■ **EXCERPT PROVIDED**
((

The Charity encouraged Logan to organise his work diary so he could have days on the road and days off. Logan was encouraged to group together client appointments which were geographically close and if one day was particularly road heavy, he should try to make the next two days more local. Logan’s caseworker advised Logan to food prep on the weekends. When Logan was running out the door, he could grab a box with fruit, cut vegetables, a sandwich, and a bottle of water in. To help Logan keep active while travelling the Charity suggested always using stairs within office buildings, parking a little further away from appointments and asking clients if they would rather have a walking meeting. Although Logan couldn’t cut down his road travel and service station use completely the Charity and him devised some simple routes to improve his physical wellbeing.
By having three days a week closer to home Logan was able to spend more time with his family and could join them for evening meals. Logan’s physical and mental wellbeing is now far improved, and he has lost almost a stone since starting the new strategies suggested by the Electrical Industries Charity.
Within the UK there are more than 100,000 hospital admissions yearly due to heart attacks, that’s one admission every five minutes. 1.4 million people living within the UK have survived a heart attack but 450 people every day die from a heart attack. Becca, a generation and renewables employee of almost 30 years, contacted the Electrical Industries charity after the sudden loss of her husband. Becca and her husband had been married for 37 years and although they both enjoyed an alcoholic beverage and weekly date night dinner out; they led a healthy lifestyle. They had four young grandchildren and a dog which kept them active. While at home with their two children Becca’s husband Steve suffered a heart attack and although paramedics arrived on the scene within minutes Steve sadly passed away.
Becca and her children had seen Steve pass and understandably they were all traumatised by their sudden loss. Becca contacted the Electrical Industries Charity support team in shock and was extremely distressed. The Charity welfare team discussed the different support options available to Becca. To support Becca and help her process the unexpected loss of her husband the Electrical Industries Charity worked with Becca to source and fund a bereavement counsellor to support her and try to ease her distress. Becca received 10 therapy sessions which were supportive but challenging as Becca was still in the early stages of grief. Becca since feels better equipped to cope with her still very raw loss. Her children are too coming to terms with the loss of their father and are working with Becca to try and get through this really tough period. The Charity welfare team and Becca remain in contact and Becca understands that should she need additional support the charity can help to source more therapy or signpost her to other organisations.
A healthy lifestyle will make your heart healthier. Here are 10 things you can do to look after your heart:
1. Give up smoking
If you're a smoker, quit. It's the single best thing you can do for your heart health. Smoking is one of the main causes of coronary heart disease. A year after giving up, your risk of a heart attack falls to about half that of a smoker. You're more likely to stop smoking for good if you use NHS stop smoking services. Visit the Smokefree website or ask your GP for help with quitting.
2. Get active
Getting – and staying – active can reduce your risk of developing heart disease. It can also be a great mood booster and stress buster. Do 150 minutes of moderate-intensity aerobic activity every week. One way to achieve this target is by doing 30 minutes of activity on 5 days a week. Fit it in where you can, such as by cycling to work.

))

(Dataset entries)

((

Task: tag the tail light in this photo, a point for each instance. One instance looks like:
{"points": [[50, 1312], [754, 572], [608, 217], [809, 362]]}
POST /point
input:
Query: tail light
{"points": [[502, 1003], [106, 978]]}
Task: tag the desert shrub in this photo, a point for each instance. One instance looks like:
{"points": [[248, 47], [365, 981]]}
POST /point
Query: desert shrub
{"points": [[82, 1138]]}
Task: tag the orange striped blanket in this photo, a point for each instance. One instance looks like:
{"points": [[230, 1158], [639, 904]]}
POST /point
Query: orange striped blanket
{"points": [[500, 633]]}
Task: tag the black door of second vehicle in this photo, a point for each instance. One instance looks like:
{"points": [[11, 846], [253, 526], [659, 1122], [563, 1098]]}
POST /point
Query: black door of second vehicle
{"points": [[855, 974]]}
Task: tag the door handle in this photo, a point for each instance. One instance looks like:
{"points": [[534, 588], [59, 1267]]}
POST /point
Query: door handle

))
((

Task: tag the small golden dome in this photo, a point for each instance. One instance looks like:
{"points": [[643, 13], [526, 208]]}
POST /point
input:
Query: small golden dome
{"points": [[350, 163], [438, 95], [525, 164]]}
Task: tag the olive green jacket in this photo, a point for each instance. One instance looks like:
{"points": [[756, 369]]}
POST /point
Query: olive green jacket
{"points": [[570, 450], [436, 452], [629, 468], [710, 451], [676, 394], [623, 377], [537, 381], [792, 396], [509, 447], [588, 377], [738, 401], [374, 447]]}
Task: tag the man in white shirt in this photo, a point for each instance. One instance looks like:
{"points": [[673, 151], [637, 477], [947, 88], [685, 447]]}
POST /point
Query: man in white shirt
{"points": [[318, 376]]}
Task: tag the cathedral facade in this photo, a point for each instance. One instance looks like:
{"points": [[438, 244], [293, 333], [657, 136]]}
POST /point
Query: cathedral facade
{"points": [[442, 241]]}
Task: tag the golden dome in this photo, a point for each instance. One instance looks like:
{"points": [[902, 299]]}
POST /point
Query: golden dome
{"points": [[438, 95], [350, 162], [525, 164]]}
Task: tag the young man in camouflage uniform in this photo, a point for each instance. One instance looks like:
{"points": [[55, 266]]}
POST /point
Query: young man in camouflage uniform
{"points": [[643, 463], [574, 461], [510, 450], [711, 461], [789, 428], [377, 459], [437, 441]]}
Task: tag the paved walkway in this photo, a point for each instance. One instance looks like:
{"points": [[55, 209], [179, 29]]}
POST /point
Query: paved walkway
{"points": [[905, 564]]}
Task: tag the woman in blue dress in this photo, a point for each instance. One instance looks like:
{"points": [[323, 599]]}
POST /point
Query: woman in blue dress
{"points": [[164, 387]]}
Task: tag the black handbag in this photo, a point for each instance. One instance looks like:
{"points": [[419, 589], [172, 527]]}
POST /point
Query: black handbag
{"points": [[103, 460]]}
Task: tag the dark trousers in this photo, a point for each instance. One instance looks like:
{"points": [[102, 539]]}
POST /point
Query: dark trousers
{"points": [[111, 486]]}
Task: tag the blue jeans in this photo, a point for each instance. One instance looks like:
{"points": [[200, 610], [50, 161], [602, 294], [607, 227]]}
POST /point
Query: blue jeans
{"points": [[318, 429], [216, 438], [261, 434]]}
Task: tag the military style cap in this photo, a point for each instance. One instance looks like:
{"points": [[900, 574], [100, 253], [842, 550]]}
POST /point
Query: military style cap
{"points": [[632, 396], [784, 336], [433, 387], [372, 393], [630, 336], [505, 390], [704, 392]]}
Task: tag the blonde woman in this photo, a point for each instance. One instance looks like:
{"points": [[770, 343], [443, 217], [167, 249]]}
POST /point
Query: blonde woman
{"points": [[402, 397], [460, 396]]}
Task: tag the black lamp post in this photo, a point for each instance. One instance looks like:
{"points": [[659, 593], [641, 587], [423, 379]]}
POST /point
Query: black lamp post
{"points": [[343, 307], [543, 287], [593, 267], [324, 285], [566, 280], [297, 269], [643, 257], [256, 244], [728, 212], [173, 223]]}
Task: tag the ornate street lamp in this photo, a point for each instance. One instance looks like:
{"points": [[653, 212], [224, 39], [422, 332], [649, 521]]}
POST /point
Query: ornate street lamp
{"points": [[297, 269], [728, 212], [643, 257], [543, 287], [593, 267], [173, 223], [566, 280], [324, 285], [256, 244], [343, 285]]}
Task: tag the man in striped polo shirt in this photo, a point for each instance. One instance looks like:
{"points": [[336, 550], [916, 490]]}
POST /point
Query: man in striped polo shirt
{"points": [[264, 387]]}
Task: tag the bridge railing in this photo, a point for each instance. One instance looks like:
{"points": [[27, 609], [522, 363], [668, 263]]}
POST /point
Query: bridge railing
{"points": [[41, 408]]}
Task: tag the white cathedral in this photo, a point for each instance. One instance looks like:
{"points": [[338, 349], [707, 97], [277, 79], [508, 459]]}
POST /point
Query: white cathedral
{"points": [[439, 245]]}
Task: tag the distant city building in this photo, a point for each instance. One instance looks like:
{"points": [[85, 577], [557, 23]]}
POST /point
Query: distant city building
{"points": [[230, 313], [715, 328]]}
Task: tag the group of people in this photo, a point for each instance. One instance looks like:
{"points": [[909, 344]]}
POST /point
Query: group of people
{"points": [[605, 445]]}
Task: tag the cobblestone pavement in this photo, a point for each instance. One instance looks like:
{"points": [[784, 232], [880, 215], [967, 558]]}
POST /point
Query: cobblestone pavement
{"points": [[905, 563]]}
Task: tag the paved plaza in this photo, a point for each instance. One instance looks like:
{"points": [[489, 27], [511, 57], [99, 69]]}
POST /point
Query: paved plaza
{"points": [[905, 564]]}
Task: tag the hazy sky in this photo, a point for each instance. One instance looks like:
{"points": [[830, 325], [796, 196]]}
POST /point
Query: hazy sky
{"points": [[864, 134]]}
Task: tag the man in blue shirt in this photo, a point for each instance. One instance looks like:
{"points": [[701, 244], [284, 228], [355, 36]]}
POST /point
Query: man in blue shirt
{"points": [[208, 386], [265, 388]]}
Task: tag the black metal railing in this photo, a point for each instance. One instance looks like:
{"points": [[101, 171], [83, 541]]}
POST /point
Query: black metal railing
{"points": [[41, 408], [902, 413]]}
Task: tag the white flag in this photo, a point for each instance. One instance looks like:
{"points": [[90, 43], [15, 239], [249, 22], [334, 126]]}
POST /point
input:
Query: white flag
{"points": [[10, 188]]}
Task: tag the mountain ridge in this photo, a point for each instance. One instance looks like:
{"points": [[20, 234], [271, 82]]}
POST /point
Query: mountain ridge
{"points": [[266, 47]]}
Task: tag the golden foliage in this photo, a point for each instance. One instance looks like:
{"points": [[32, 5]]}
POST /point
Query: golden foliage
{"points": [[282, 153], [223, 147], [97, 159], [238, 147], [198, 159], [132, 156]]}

))

■ **DIRECTIONS**
**1)** In the excerpt on charity support and heart health, reproduce word for word the part that opens with the words containing "The Charity encouraged" and closes with "his physical wellbeing.".
**2)** Turn the paragraph of the excerpt on charity support and heart health that begins "Becca and her children had seen Steve pass" into a short bulleted list that keeps its main facts.
**3)** Write what comes next in the excerpt on charity support and heart health, starting after its final sentence.

■ **SOLVED TASKS**
**1)**
The Charity encouraged Logan to organise his work diary so he could have days on the road and days off. Logan was encouraged to group together client appointments which were geographically close and if one day was particularly road heavy, he should try to make the next two days more local. Logan’s caseworker advised Logan to food prep on the weekends. When Logan was running out the door, he could grab a box with fruit, cut vegetables, a sandwich, and a bottle of water in. To help Logan keep active while travelling the Charity suggested always using stairs within office buildings, parking a little further away from appointments and asking clients if they would rather have a walking meeting. Although Logan couldn’t cut down his road travel and service station use completely the Charity and him devised some simple routes to improve his physical wellbeing.

**2)**
- Becca and her children saw Steve die and were traumatized by the sudden loss.
- Becca contacted the Electrical Industries Charity support team in shock and extreme distress, and the welfare team discussed the support options available to her.
- The Charity worked with Becca to source and fund a bereavement counselor.
- She had 10 therapy sessions, which were supportive but challenging because she was still early in her grief.
- She now feels better equipped to cope with her still very raw loss.
- Her children are also coming to terms with their father's death and are working with her to get through this period.
- Becca and the welfare team remain in contact. The Charity can source more therapy or signpost her to other organizations if she needs further support.

**3)**
3. Manage your weight
Being overweight can increase your risk of heart disease. Stick to a healthy, balanced diet low in fat and sugar, with plenty of fruit and vegetables, combined with regular physical activity.
4. Eat more fibre
Eat plenty of fibre to help lower your risk of heart disease – aim for at least 30g a day. Eat fibre from a variety of sources, such as wholemeal bread, bran, oats and wholegrain cereals, potatoes with their skins on, and plenty of fruit and veg.
5. Cut down on saturated fat
Eating too many foods that are high in saturated fat can raise the level of cholesterol in your blood. This increases your risk of heart disease. Choose leaner cuts of meat and lower fat dairy products like 1% fat milk over full-fat (or whole) milk.
6. Get your 5 a day
Eat at least 5 portions of a variety of fruit and vegetables a day. They're a good source of fibre, vitamins and minerals. There are lots of tasty ways to get your 5 A Day, like adding chopped fruit to cereal or including vegetables in your pasta sauces and curries.
7. Cut down on salt
To maintain healthy blood pressure, avoid using salt at the table and try adding less to your cooking. Once you get used to the taste of food without added salt, you can cut it out completely. Watch out for high salt levels in ready-made foods. Most of the salt we eat is already in the foods we buy. Check the food labels – a food is high in salt if it has more than 1.5g salt (or 0.6g sodium) per 100g. Adults should eat less than 6g of salt a day in total – that's about 1 teaspoon.
8. Eat fish
Eat fish at least twice a week, including a portion of oily fish. Fish such as pilchards, sardines and salmon are a source of omega-3 fats, which may help protect against heart disease. Pregnant or breastfeeding women should not have more than 2 portions of oily fish a week.
9. Drink less alcohol
Do not forget that alcohol contains calories. Regularly drinking more than the NHS recommends can have a noticeable impact on your waistline. Try to keep to the recommended daily alcohol limits to reduce the risk of serious problems with your health, including risks to your heart health.
10. Read the food label
When shopping, it's a good idea to look at the label on food and drink packaging to see how many calories and how much fat, salt and sugar the product contains. Understanding what's in food and how it fits in with the rest of your diet will help you make healthier choices.
A healthy diet can help reduce your risk of developing coronary heart disease and stop you gaining weight, reducing your risk of diabetes and high blood pressure. Healthy eating can also help lower your cholesterol levels and reduce your risk of some cancers. Even if you already have a heart condition, a healthy diet can benefit your heart.
Everyone should aim for a well-balanced diet. Faddy crash diets may not provide the balance of nutrients you need. The best way to understand it is to think of foods in food groups.
Try to eat:
- plenty of fruit and vegetables
- plenty of starchy foods such as bread, rice, potatoes and pasta. Choose wholegrain varieties wherever possible
- some milk and dairy products
- some meat, fish, eggs, beans and other non-dairy sources of protein
- only a small amount of foods and drinks high in fats and/or sugar.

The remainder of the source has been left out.